What you have to do. What follows is a set of entries; retype all of them exactly.

Records from a collection:
******************************

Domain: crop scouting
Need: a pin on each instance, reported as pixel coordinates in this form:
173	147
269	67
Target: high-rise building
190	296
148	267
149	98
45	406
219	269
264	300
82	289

******************************

Exercise answer.
Domain: crop scouting
Need: a pin on each instance, reported as pixel coordinates in this form:
173	147
269	67
Target: high-rise building
190	296
148	267
149	98
45	406
219	269
264	300
82	289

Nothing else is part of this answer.